◆ What to produce
Swap "frame" for "image" everywhere in the entries below, keeping everything else unchanged. Leave out the pictures.

◆ Available records

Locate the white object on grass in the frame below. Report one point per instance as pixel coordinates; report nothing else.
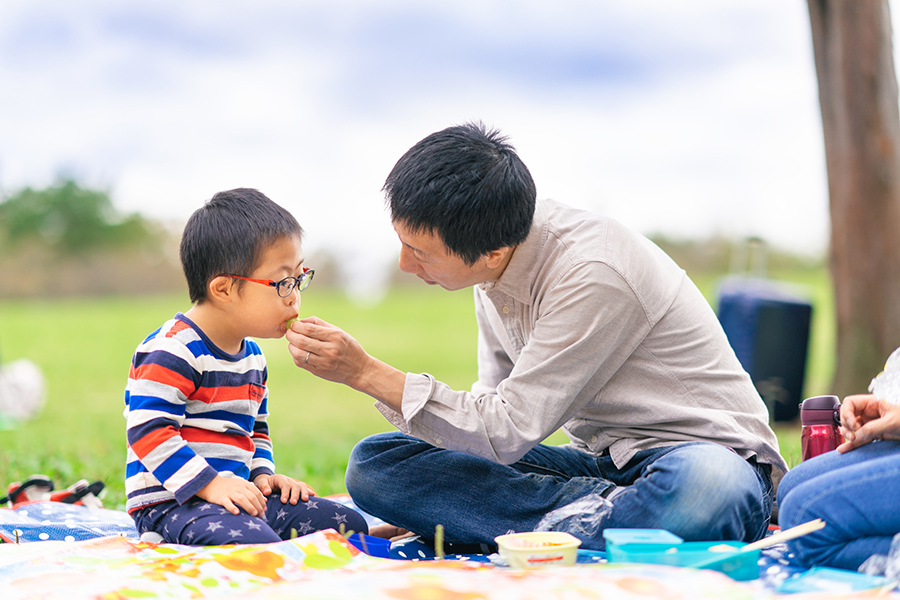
(886, 385)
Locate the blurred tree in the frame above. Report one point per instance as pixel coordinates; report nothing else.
(70, 219)
(859, 102)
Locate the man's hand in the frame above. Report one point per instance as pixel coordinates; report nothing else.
(329, 352)
(291, 489)
(233, 492)
(326, 351)
(864, 418)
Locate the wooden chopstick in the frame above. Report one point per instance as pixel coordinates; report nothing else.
(787, 534)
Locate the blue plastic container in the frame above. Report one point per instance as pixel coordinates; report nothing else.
(661, 547)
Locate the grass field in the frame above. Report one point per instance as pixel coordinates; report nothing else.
(84, 347)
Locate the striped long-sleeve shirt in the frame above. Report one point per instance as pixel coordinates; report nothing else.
(193, 411)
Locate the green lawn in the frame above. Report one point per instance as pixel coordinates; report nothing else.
(84, 347)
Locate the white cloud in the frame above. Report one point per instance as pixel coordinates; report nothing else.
(687, 118)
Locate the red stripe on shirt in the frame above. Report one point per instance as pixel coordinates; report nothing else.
(204, 436)
(149, 442)
(160, 374)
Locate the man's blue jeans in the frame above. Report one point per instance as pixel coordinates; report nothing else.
(697, 490)
(854, 493)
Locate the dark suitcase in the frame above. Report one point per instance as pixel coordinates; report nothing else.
(768, 327)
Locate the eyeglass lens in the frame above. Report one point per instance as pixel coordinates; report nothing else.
(286, 286)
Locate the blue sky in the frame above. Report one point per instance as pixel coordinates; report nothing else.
(689, 118)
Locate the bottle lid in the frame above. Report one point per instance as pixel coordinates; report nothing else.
(820, 410)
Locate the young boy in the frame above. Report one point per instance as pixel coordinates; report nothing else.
(200, 467)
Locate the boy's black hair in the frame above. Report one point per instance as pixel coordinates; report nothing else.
(228, 235)
(468, 185)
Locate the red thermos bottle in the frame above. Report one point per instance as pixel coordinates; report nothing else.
(820, 417)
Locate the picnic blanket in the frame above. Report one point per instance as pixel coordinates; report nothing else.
(325, 565)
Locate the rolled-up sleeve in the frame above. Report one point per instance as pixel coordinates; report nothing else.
(540, 362)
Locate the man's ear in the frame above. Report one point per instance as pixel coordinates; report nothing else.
(496, 257)
(221, 289)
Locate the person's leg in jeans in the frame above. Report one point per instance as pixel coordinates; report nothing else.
(854, 493)
(697, 490)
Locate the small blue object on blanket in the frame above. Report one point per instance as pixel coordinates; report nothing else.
(43, 521)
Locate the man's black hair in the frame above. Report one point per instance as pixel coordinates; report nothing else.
(467, 185)
(228, 235)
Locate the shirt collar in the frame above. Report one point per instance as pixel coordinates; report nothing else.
(518, 277)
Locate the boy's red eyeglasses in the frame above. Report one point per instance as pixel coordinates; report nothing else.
(286, 286)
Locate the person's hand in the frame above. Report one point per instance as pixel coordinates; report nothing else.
(291, 489)
(329, 352)
(233, 492)
(865, 418)
(326, 351)
(389, 532)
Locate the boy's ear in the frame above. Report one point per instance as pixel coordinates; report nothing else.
(221, 288)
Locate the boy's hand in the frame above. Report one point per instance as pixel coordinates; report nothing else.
(232, 492)
(291, 489)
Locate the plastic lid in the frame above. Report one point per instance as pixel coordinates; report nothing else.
(640, 536)
(820, 410)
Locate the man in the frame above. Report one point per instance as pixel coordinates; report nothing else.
(582, 324)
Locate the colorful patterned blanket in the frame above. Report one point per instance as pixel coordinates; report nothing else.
(325, 566)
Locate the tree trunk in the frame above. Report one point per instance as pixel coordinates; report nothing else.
(861, 125)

◆ Task output
Locate the white object on grass in the image below. Report one point per instance as pixel coordinates; report nothing else.
(886, 385)
Locate the blurred tree in the image above. Report one point per instance as pixel coordinates; report nothing else.
(70, 219)
(859, 102)
Locate the man's hand in the image above. Report one point per instance as pixel coordinates; report nothing else.
(329, 352)
(291, 489)
(233, 492)
(326, 351)
(864, 418)
Locate the wooden chopstick in the image above. Report one point per instance as pixel coordinates; report nothing else.
(787, 534)
Locate the blue plastic container in the image above. Report one point per instance as pixel coordinates; report nothing else.
(661, 547)
Locate the grass field in the image above. Report one point per instance as pixel coordinates; report nothing else.
(84, 347)
Locate the striped long-sleeve shirt in the image above. Report one point per instance as pixel coordinates; report nothing else.
(193, 411)
Locate the green lawn in the image above. Report one point per instance as pixel coordinates; report nothing else.
(84, 347)
Locate the white cloud in the image above. Report one point per instance as pixel coordinates; report nothing else.
(687, 118)
Locate the red stripe on shirt in the image above. Report one point per instance as pixel coordinates; report nothing else.
(204, 436)
(149, 442)
(160, 374)
Locate the man's blue jeans in the image above. Report one point per instance as pixel coordinates; report nothing else.
(697, 490)
(854, 493)
Locate the dark suitcase in the image above. Report one point per instance as pixel coordinates; report nothing else.
(768, 327)
Locate the eyeglass lens in the image above. Report one point per instance as pixel coordinates; report nothing else.
(286, 286)
Locate the blue sky in the image above. Report one point per instance as pixel coordinates; report nothing else.
(689, 118)
Locate the bottle lid in the image above. Report one point per instance as pixel coordinates; report nothing else.
(820, 410)
Locate the young boy in the image above. Report one point per instance as pixel coordinates; report nothing else.
(200, 467)
Locate the boy's black hair in the image above. Report one point per instance as pixel coordinates; report nothing else.
(228, 235)
(468, 185)
Locate the red thermos bottle in the image above. Report one point per instance as pixel coordinates; report nothing else.
(820, 417)
Locate the picnic blanket in the image above. Report one point per instance as pixel coordinates; report nothing else.
(325, 565)
Locate the rolled-up sleeve in the image above. Report one point per instance as pixel coordinates; report nothing else.
(540, 362)
Locate the man's ear in the image above. Report one point per instance as pixel coordinates; report nothing else.
(496, 257)
(221, 289)
Locate the person's leg in jeans in the image above. Report one point per instance as pixel coordinates; report nothing else.
(854, 493)
(697, 490)
Locate the small blue object on blanket in the image above. Report one point per instance as pixel coordinates; report nothing else.
(43, 521)
Locate the man's black hair in the image above. Report one point per instance as pixel coordinates; report nothing else.
(467, 185)
(228, 235)
Locate the shirt collar in the image above. Report one point per instance as pixel coordinates; report nothing else.
(518, 277)
Locate the boy's red eyeglasses in the image above. Report one point per instance as pixel coordinates; report nothing else.
(286, 286)
Locate the person's hand in the image above. Report one point per instance as pixel coordinates; report nothing else.
(291, 489)
(329, 352)
(233, 492)
(865, 418)
(326, 351)
(389, 532)
Locate the boy's ear in the image above. Report one point per instance as pixel coordinates; report nothing else.
(221, 288)
Locate the boy's hand in the image above. Report one point per instance as pixel coordinates; report nothing else.
(232, 492)
(291, 489)
Locate the plastic lid in the image above. Report one point per instance as pixel coordinates; report nothing else.
(640, 536)
(820, 410)
Locate the man in the image above. Report one point per instance as pixel coordinates; report nothing else.
(582, 324)
Locate the colorful patterned blanket in the image above. Report one point per instance as pixel coordinates; report nothing else.
(325, 566)
Locate the tree trunk in the image above. Report one point per instance as pixel coordinates; report nothing else.
(861, 125)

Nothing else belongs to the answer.